[Pointing dataset excerpts]
• • • •
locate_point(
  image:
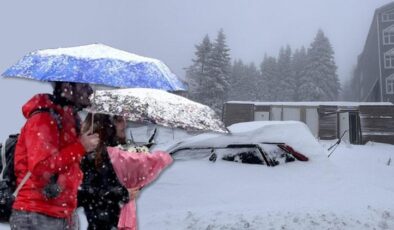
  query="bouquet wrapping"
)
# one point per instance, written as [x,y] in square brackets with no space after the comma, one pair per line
[135,170]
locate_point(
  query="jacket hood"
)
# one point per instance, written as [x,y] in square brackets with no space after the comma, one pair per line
[39,101]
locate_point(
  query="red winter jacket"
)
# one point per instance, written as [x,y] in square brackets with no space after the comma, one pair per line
[44,150]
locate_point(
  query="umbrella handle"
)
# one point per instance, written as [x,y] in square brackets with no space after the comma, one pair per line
[94,97]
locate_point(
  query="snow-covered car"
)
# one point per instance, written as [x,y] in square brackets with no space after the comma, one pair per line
[261,142]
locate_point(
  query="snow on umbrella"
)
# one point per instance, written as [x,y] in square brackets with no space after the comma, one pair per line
[158,107]
[96,64]
[135,170]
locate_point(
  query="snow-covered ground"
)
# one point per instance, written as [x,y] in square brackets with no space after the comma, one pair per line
[353,189]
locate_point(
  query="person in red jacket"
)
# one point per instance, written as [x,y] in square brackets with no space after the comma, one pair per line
[51,150]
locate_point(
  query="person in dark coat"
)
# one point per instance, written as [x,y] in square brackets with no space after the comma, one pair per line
[51,148]
[101,194]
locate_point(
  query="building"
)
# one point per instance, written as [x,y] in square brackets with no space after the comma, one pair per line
[374,73]
[355,122]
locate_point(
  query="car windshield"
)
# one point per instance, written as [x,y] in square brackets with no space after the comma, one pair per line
[276,154]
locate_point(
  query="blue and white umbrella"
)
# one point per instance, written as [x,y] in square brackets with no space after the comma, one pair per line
[96,64]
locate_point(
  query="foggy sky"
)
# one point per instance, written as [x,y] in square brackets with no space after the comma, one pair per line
[169,29]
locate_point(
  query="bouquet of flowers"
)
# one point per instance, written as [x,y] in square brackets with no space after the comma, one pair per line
[135,170]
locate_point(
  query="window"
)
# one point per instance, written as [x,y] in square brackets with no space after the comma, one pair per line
[390,84]
[389,59]
[388,16]
[388,35]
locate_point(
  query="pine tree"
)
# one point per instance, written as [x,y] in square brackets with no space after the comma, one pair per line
[196,74]
[320,81]
[285,75]
[298,68]
[254,86]
[237,81]
[218,71]
[270,79]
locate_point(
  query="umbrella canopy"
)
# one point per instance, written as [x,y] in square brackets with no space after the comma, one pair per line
[96,64]
[158,107]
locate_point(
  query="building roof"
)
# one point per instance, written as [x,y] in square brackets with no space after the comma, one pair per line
• • • •
▶ **Short exercise**
Write out the whole listing exactly, and drop the pictures.

▶ **Exercise solution**
locate_point(
  image:
  query="bouquet wrapping"
)
# one point per instance, written as [x,y] in square brackets with no space after the comma, one pair per line
[135,170]
locate_point(
  query="jacket hood"
)
# one point per instance, written as [x,y] in square brackets with no space after the comma, one pair per line
[39,101]
locate_point(
  query="red winter jacket"
)
# one point per instance, written as [x,y] in square brackets with no space after the comma, one pair per line
[44,150]
locate_point(
  query="umbrella handle"
)
# one point per instance, written as [x,y] in square brackets with no space after the comma, one pair per line
[94,97]
locate_point(
  query="snow-covered car"
)
# one point per instance, written as [x,y] in square brackets with no space after the comma, one pair per line
[261,142]
locate_point(
  query="snow on umbrella"
)
# one point per instance, written as [x,y] in square brackets with no space after the comma, one pair per line
[158,107]
[96,64]
[135,170]
locate_point(
  query="snow-covered ground"
)
# one point per instance, written as [x,y] in square brackets with no space after the comma, one pair per line
[353,189]
locate_point(
  query="person in red jacket"
)
# one point per instance, written as [x,y] in square brackets with no space after the comma, one pair per line
[51,150]
locate_point(
  query="person in dark coat"
)
# one point per instance, written as [x,y] in square brackets with no space after the comma, one pair per line
[51,148]
[101,194]
locate_point(
  query="building"
)
# one point per instance, written as [x,y] in square brackets with no space after the comma, one pair per line
[374,73]
[355,122]
locate_point(
  query="car windshield"
)
# one point per instance, written as [x,y] in square brackets with no space after the comma, one pair per line
[276,154]
locate_point(
  query="blue and white umbrella"
)
# one point per instance, written as [x,y] in square brackets with no space after the comma, one pair per line
[96,64]
locate_point(
  query="foggy sky"
)
# one point per instance, written as [x,y] in square brackets with no space after the comma, one pair per line
[169,29]
locate_point(
  query="bouquet of flowers"
)
# one point per instance, written as [x,y] in square brackets with no space after the comma, one pair per line
[135,170]
locate_point(
  query="window"
)
# one point per instance, written as [x,y] in square brackets with no space after the comma, one pair per line
[390,84]
[389,59]
[388,16]
[388,35]
locate_point(
  query="pine tree"
)
# one point per instance, written as [x,y] in square brackets with no space after the comma, one pair per line
[196,74]
[320,81]
[285,75]
[298,68]
[254,86]
[237,81]
[218,71]
[270,79]
locate_point(
  query="umbrella canopy"
)
# one point per instance, written as [x,y] in square brackets with no space after the comma, one pair per line
[96,64]
[158,107]
locate_point(
  query="building roof"
)
# one point per instance, written as [x,y] in square brackets with no space after the comma, one pair per line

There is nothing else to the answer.